[Start Extracted records]

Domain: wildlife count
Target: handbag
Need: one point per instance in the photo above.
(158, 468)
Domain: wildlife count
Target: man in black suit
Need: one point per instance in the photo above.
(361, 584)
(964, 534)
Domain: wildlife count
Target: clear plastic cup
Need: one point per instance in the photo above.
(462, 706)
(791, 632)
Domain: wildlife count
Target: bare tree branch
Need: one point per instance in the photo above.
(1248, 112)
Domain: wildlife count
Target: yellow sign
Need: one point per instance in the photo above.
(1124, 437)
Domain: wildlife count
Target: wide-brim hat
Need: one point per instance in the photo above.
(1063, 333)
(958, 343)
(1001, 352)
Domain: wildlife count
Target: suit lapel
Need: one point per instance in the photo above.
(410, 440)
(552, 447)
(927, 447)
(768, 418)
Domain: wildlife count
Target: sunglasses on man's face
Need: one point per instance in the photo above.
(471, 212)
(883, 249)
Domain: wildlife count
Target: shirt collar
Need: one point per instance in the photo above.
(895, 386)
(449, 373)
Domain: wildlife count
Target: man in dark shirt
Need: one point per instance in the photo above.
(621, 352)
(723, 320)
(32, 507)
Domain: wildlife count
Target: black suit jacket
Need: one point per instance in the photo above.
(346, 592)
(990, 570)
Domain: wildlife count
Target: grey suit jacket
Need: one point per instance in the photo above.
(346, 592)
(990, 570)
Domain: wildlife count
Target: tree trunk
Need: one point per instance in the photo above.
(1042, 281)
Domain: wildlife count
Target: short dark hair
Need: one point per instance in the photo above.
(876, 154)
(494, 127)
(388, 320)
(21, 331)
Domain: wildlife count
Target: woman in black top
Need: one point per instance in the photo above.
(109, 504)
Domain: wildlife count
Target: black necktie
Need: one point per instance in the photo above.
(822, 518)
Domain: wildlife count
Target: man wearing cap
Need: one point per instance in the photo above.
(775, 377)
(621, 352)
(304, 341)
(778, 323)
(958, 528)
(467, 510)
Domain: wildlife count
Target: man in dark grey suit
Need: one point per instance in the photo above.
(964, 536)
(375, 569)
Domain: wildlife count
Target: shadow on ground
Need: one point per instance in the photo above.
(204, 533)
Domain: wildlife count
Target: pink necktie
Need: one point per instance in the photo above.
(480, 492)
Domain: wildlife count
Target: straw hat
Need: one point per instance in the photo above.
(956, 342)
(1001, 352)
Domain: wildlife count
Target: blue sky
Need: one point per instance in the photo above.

[End Extracted records]

Return what is listed above, exactly and completely.

Domain: wildlife count
Target: handbag
Need: one point per instance in the photo above.
(158, 468)
Domain: wildlife count
Target: man in black suit
Need: one point per instance in the photo above.
(361, 584)
(964, 534)
Domain: wildlife count
Target: clear plastic cup
Need: one point per instance in the photo above.
(462, 706)
(791, 632)
Domain: wildlife count
Target: bare tree branch
Need: one point per instance in the photo above.
(1248, 112)
Domain: wildlife count
Target: yellow sign
Need: one point per instance in the photo above.
(1124, 437)
Domain: wildlife count
Target: wide-brim hat
Need: one point per instance in the photo above.
(1063, 333)
(958, 343)
(1001, 352)
Domain: wildlife count
Target: suit lapel
Need: one point per instance in the photo above.
(410, 440)
(552, 447)
(927, 447)
(768, 418)
Domain: wildlife count
Target: sunglasses on man's face
Need: one point per instance in the photo above.
(471, 212)
(883, 249)
Domain: wildlife count
Target: shirt collar
Need: one point per instance in the photo above.
(895, 386)
(449, 373)
Domain: wildlife count
Target: man in dark shirt
Need: one point per instance in the photo above.
(621, 352)
(723, 320)
(32, 507)
Domain: wildlife count
Target: black suit jacket
Need: one point per instance in the photo above.
(346, 592)
(990, 570)
Domain: wildlife count
Target: grey suit jacket
Need: one point per instance in the photo above.
(346, 592)
(990, 570)
Domain: wildlife count
Target: tree trunk
Need: one point per instance in the photo above.
(1042, 281)
Domain: wildlife count
Target: short dark hair
Need: one point per instance in the photo above.
(876, 154)
(494, 127)
(388, 320)
(21, 331)
Domain: wildlife count
Target: woman in black top
Need: one point per instance in the photo above.
(109, 504)
Domain: wildlife count
Target: black necktie
Need: one point per instance in the photo above.
(822, 518)
Domain: wildlife count
Target: man wearing cap
Need: one point per instance in the photo above.
(775, 377)
(621, 352)
(304, 341)
(778, 323)
(958, 528)
(467, 510)
Domain: wildlife count
Target: man in dark grey suit
Need: one point per instance in the photo above.
(964, 536)
(375, 569)
Domain: wildlife count
Target: shadow on ground
Need: one point per instance in the photo above.
(204, 533)
Domain: wildlife count
Target: pink necktie
Need: one point per instance in the photo above.
(480, 492)
Domain: wildlife count
Target: straw hat
Need: one point per instance in the photo above.
(956, 342)
(1001, 352)
Domain: wildlife count
Target: blue sky
Need: one point per instance in the photo above.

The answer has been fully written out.